--- Data lines ---

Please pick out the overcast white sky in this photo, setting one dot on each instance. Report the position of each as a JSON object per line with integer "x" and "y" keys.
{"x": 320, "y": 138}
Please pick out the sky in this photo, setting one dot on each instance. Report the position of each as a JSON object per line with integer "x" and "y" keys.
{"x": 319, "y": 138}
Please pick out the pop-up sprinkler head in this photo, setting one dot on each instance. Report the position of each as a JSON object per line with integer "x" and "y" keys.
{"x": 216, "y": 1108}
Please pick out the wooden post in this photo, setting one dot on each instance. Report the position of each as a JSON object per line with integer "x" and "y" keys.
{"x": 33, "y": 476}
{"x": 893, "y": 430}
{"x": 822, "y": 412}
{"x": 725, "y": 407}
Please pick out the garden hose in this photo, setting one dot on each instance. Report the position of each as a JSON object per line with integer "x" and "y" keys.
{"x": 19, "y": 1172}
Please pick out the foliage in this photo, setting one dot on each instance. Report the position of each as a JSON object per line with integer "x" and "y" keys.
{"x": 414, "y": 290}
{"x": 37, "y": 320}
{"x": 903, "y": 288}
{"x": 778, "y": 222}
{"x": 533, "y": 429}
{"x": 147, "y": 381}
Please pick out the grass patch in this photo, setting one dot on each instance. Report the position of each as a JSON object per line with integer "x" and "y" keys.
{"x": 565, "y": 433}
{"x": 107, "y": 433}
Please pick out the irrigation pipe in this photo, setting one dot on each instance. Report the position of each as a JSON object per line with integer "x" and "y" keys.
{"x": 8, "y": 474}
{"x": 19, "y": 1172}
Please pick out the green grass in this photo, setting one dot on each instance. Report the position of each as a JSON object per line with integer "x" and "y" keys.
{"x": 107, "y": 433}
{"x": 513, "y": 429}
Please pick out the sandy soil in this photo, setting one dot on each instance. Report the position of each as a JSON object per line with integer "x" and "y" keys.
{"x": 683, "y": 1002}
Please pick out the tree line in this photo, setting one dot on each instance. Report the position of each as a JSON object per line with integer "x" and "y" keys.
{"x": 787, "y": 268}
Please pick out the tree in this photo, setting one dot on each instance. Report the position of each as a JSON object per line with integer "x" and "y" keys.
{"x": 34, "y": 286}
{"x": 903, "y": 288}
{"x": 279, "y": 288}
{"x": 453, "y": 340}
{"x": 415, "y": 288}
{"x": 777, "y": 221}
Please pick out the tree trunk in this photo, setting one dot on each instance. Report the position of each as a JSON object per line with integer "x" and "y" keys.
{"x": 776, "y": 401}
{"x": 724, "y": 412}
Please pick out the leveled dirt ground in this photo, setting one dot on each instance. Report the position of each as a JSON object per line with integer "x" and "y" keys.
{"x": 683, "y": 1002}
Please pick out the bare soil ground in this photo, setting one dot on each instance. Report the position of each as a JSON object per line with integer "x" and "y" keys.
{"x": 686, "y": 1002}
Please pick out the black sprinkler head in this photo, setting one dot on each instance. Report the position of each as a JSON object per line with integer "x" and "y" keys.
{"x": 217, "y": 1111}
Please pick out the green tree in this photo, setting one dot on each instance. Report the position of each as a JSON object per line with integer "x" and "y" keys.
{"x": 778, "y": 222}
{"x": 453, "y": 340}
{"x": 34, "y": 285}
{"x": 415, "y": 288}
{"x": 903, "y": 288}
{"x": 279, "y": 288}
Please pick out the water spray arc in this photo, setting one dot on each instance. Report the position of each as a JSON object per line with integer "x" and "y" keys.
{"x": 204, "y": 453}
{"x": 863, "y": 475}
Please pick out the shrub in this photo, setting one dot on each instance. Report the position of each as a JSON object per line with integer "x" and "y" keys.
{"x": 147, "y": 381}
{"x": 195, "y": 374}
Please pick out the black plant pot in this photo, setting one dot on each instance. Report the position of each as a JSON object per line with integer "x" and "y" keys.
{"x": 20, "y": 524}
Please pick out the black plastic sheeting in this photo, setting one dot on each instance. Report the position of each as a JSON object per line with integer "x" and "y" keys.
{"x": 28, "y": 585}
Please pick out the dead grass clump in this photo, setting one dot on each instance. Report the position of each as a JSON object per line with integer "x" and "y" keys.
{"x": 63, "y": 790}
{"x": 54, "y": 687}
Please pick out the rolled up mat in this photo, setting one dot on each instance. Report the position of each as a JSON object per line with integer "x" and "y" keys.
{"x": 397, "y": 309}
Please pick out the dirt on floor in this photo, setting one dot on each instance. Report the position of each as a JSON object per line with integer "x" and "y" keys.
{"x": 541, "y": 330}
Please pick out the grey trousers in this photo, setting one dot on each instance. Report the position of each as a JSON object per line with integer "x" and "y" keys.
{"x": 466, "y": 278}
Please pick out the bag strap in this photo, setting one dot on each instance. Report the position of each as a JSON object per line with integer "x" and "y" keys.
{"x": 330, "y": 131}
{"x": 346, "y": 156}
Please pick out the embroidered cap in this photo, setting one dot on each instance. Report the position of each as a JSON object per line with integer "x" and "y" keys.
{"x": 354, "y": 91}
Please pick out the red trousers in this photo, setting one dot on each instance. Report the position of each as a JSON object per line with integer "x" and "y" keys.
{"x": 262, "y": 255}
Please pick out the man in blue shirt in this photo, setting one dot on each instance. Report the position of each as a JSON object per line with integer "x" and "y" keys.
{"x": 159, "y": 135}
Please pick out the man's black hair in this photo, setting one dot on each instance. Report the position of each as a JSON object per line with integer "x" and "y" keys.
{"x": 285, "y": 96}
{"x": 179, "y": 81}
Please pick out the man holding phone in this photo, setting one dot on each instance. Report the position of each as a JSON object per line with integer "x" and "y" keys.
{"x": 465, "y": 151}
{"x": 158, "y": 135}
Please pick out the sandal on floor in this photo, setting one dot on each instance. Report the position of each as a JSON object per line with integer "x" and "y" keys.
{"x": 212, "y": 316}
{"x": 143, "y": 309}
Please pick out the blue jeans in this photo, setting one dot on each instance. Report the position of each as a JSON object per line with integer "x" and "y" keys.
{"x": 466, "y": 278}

---

Problem to solve: Restate the records, all of them, precisely as written.

Correct answer:
Please pick out the overcast white sky in this photo, setting one dot on each instance. Report the position of each as a JSON object per line with integer "x" and "y" keys.
{"x": 320, "y": 138}
Please pick out the sky in this photo, setting one dot on each instance. Report the position of each as a JSON object per line with integer "x" and "y" keys.
{"x": 319, "y": 138}
Please pick out the pop-up sprinkler head in this photo, setting one dot on each instance. Report the position of each as a JSON object per line with integer "x" and "y" keys.
{"x": 216, "y": 1108}
Please pick out the wooden post in this photo, setting one dot on each instance. Report the position of each as a JSON object per line with integer "x" and "y" keys.
{"x": 33, "y": 476}
{"x": 893, "y": 430}
{"x": 822, "y": 412}
{"x": 725, "y": 407}
Please pick out the garden hose in this photo, setting one dot on each instance. Report the position of each as a JSON object per line with integer "x" and "y" keys.
{"x": 19, "y": 1172}
Please pick out the foliage in this photo, setting one dot on each instance. Report the position of each as a JSON object per line with integer "x" and "y" keys.
{"x": 414, "y": 290}
{"x": 37, "y": 320}
{"x": 903, "y": 288}
{"x": 778, "y": 222}
{"x": 533, "y": 429}
{"x": 147, "y": 381}
Please pick out the grass patch in this photo, setting one dot on each instance. Report the position of each as a JSON object per line with integer "x" and "y" keys.
{"x": 565, "y": 433}
{"x": 107, "y": 433}
Please pick out the irrigation pipe in this photo, setting one dot on each instance. Report the position of each as a JSON object per line with integer "x" and "y" keys.
{"x": 8, "y": 474}
{"x": 19, "y": 1172}
Please pick out the green grass in this photo, setting one dot on each instance. Report the position of each as a JSON object per line with integer "x" and "y" keys.
{"x": 107, "y": 433}
{"x": 513, "y": 429}
Please pick out the sandy soil in this photo, setting one dot on each instance. Report the position of each as a JSON object per line with integer "x" and "y" keys.
{"x": 683, "y": 1002}
Please pick out the tree line in this photo, setting one dot on each instance. Report the position of each as a JSON object per line with integer "x" and "y" keys.
{"x": 787, "y": 268}
Please pick out the tree in this photo, setting one dot on each instance. Report the position of each as a JSON object per line with integer "x" and "y" keys.
{"x": 34, "y": 286}
{"x": 903, "y": 288}
{"x": 279, "y": 288}
{"x": 453, "y": 340}
{"x": 415, "y": 288}
{"x": 777, "y": 221}
Please pick out the tree trunk in this photo, setting one dot on each instance. Report the position of each as a JSON object per line with integer "x" and "y" keys.
{"x": 776, "y": 401}
{"x": 724, "y": 412}
Please pick out the leveled dirt ground in this photo, setting one dot on each instance. Report the position of each as a JSON object per line with integer "x" and "y" keys.
{"x": 683, "y": 1002}
Please pick out the bare soil ground in this photo, setting one dot on each instance. Report the position of each as a JSON object per line with integer "x" and "y" keys.
{"x": 686, "y": 1002}
Please pick out the black sprinkler head in this photo, setting one dot on each instance. Report the position of each as a JSON object per line with integer "x" and "y" keys.
{"x": 217, "y": 1111}
Please pick out the green tree in this photo, setting one dot on each instance. Report the position of each as a JSON object per line with integer "x" and "y" keys.
{"x": 778, "y": 222}
{"x": 453, "y": 340}
{"x": 34, "y": 285}
{"x": 415, "y": 288}
{"x": 903, "y": 288}
{"x": 279, "y": 288}
Please pick out the water spray arc in this photo, setting one dot on each instance. Report the position of each as a JSON object per line with integer "x" and "y" keys.
{"x": 204, "y": 453}
{"x": 863, "y": 475}
Please pick out the shrub in this photo, setting one dot on each instance. Report the position of each as a JSON object per line with integer "x" and "y" keys.
{"x": 147, "y": 381}
{"x": 195, "y": 374}
Please pick out the black plant pot in this photo, setting one dot on each instance. Report the position of each as a JSON object per line with integer "x" and "y" keys.
{"x": 20, "y": 524}
Please pick out the black plastic sheeting in this photo, setting one dot on each instance. Report the position of each as a JSON object per line with integer "x" and "y" keys.
{"x": 28, "y": 585}
Please pick out the dead grass clump in this photo, setting one dot on each instance. Report the position of each as a JSON object per line with integer "x" and "y" keys.
{"x": 63, "y": 790}
{"x": 54, "y": 687}
Please pick out the rolled up mat in this photo, setting one dot on each instance. Report the position of each as a JSON object per line with integer "x" and "y" keys.
{"x": 397, "y": 309}
Please pick out the dirt on floor in this photo, setting one dot on each instance. Report the position of each as a JSON object per line with integer "x" and "y" keys.
{"x": 541, "y": 330}
Please pick out the grey trousers in this photo, setting one dot on each instance. Report the position of each as a JSON object per line with integer "x" and "y" keys.
{"x": 466, "y": 278}
Please pick out the bag strap in this photo, setting one dot on each instance. Report the position of each as a JSON object per line with integer "x" and "y" keys.
{"x": 330, "y": 131}
{"x": 346, "y": 156}
Please pick out the embroidered cap in this photo, setting one dot on each instance. Report the position of each as a JSON object per line with integer "x" and "y" keys.
{"x": 354, "y": 91}
Please pick out the red trousers in this photo, setting one dot on each instance. Report the position of each as a JSON object per line with integer "x" and "y" keys.
{"x": 262, "y": 255}
Please pick out the man in blue shirt in this photo, setting one dot on each instance. Report the position of each as a JSON object per line with integer "x" and "y" keys.
{"x": 159, "y": 135}
Please pick out the man's black hair in this photo, setting one dot on each instance. Report the position of each as a JSON object per line with integer "x" and "y" keys.
{"x": 285, "y": 96}
{"x": 179, "y": 81}
Please pick out the man holding phone in this photo, setting one dot on each instance. Report the position of each as a JSON object per line with integer "x" and "y" keys.
{"x": 465, "y": 151}
{"x": 158, "y": 135}
Please pick out the sandal on floor in this photo, setting one dot on each instance. Report the position of each as a JSON object per line with integer "x" and "y" keys.
{"x": 212, "y": 316}
{"x": 143, "y": 309}
Please pick out the blue jeans in this photo, setting one dot on each instance. Report the position of each as a JSON object per line with integer "x" and "y" keys.
{"x": 466, "y": 278}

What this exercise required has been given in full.